··· Recorded data ···
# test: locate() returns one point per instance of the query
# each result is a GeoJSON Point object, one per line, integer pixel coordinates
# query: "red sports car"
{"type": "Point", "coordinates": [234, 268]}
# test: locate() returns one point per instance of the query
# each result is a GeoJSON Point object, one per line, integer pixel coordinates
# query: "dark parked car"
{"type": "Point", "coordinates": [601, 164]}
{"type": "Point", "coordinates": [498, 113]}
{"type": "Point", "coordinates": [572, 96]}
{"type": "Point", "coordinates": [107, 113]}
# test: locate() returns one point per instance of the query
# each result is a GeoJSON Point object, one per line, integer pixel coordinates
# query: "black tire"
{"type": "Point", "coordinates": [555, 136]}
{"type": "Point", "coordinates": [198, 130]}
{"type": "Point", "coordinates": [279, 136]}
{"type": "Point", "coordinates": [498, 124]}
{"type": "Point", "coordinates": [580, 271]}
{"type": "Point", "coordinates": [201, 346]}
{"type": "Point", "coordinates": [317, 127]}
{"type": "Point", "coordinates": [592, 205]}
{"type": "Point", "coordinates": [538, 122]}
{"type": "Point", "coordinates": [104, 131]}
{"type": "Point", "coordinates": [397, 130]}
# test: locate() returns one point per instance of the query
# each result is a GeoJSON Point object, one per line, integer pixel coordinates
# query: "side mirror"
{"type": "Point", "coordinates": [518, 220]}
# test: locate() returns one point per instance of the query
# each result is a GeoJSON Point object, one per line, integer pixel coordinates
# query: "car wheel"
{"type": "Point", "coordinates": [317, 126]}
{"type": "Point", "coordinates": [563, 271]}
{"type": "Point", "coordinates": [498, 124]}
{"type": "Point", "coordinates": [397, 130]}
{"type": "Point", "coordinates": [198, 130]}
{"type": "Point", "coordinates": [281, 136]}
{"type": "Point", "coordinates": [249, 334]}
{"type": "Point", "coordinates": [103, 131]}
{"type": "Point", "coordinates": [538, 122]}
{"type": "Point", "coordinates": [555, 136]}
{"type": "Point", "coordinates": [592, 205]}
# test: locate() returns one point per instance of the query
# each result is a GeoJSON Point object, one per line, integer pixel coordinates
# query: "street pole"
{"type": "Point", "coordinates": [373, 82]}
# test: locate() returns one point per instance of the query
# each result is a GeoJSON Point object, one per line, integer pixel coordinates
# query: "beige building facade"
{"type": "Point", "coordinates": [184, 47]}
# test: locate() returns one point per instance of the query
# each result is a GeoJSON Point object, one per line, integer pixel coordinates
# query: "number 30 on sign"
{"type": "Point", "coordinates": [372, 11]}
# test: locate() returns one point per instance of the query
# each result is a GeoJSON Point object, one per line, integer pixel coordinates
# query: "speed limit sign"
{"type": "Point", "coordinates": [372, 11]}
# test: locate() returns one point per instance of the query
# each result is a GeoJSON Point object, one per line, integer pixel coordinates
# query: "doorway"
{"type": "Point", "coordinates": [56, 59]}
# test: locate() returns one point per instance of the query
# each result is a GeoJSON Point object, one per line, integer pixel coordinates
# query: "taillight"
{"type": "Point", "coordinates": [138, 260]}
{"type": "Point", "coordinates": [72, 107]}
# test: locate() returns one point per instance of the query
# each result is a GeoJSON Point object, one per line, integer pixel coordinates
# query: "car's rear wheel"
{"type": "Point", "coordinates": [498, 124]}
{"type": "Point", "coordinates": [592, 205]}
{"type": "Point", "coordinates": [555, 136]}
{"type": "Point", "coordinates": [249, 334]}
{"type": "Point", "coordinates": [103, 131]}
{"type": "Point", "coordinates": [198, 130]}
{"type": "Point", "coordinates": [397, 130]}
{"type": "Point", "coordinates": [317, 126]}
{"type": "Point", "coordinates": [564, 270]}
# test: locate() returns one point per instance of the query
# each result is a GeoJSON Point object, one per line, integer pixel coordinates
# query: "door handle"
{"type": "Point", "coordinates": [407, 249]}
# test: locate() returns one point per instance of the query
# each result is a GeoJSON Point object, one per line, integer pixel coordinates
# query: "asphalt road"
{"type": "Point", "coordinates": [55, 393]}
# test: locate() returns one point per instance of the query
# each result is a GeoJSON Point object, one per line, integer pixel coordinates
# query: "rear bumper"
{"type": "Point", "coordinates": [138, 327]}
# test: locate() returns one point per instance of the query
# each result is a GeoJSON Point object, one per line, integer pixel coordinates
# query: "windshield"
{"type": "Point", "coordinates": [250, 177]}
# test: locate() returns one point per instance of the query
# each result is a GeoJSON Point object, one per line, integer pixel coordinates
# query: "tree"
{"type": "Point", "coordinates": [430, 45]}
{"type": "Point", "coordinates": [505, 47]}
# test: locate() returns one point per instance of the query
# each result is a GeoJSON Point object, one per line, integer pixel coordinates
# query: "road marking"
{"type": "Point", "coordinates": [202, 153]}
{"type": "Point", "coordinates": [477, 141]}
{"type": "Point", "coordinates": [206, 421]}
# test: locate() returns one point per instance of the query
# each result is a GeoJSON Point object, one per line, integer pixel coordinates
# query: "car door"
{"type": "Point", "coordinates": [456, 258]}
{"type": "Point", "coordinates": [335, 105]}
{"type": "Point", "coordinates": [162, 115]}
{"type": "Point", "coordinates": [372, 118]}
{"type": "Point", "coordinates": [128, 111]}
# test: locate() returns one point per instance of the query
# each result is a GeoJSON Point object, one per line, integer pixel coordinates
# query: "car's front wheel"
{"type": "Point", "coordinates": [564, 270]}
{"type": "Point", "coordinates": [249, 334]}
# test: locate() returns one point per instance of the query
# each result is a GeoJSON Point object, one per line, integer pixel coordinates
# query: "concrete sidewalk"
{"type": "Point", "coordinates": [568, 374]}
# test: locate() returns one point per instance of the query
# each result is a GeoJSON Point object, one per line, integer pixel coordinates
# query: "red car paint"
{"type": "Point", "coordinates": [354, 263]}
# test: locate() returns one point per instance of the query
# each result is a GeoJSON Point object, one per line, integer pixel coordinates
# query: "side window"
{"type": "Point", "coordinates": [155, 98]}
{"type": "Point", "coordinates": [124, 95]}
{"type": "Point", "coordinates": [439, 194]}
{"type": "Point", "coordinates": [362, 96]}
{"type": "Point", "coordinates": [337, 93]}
···
··· Recorded data ···
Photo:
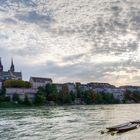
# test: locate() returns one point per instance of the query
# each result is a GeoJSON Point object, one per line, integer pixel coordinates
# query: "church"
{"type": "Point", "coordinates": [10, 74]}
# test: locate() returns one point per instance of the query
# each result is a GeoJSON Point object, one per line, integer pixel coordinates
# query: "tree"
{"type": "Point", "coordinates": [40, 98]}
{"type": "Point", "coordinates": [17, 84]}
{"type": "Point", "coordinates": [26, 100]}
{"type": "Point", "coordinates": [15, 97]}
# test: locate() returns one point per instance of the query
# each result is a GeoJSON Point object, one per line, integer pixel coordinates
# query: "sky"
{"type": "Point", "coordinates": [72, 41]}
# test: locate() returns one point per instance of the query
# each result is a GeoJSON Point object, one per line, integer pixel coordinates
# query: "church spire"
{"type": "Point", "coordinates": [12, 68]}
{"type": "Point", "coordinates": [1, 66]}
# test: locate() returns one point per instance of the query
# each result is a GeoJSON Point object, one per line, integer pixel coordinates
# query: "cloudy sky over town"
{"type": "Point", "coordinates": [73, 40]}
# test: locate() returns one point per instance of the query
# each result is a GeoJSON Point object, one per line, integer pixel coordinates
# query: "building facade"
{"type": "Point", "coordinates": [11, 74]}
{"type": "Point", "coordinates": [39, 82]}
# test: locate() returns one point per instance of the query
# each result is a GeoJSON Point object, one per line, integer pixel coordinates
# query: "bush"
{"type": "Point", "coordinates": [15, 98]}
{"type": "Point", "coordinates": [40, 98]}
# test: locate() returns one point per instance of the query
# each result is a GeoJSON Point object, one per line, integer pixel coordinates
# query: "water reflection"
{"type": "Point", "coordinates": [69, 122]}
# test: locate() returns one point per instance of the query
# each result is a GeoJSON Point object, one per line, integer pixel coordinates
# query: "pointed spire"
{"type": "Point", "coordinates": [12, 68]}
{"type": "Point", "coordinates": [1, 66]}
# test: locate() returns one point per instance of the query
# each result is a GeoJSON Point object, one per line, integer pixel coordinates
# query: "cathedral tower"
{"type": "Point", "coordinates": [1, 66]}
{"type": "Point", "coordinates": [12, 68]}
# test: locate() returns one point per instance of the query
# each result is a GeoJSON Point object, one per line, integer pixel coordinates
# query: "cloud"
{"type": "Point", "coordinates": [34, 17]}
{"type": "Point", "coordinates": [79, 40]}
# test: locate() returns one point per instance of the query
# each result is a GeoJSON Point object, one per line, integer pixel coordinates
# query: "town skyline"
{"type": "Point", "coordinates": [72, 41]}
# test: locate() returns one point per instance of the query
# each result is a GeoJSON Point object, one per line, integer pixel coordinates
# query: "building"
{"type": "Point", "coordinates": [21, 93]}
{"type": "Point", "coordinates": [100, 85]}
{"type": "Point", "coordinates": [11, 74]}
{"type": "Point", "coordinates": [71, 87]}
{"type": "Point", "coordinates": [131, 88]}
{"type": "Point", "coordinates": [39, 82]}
···
■ **To be done**: Extract every line of the records above that contains the string "town". Matching is case-sensitive.

■ **Exercise result**:
# query: "cloudy sky over town"
# query: "town skyline"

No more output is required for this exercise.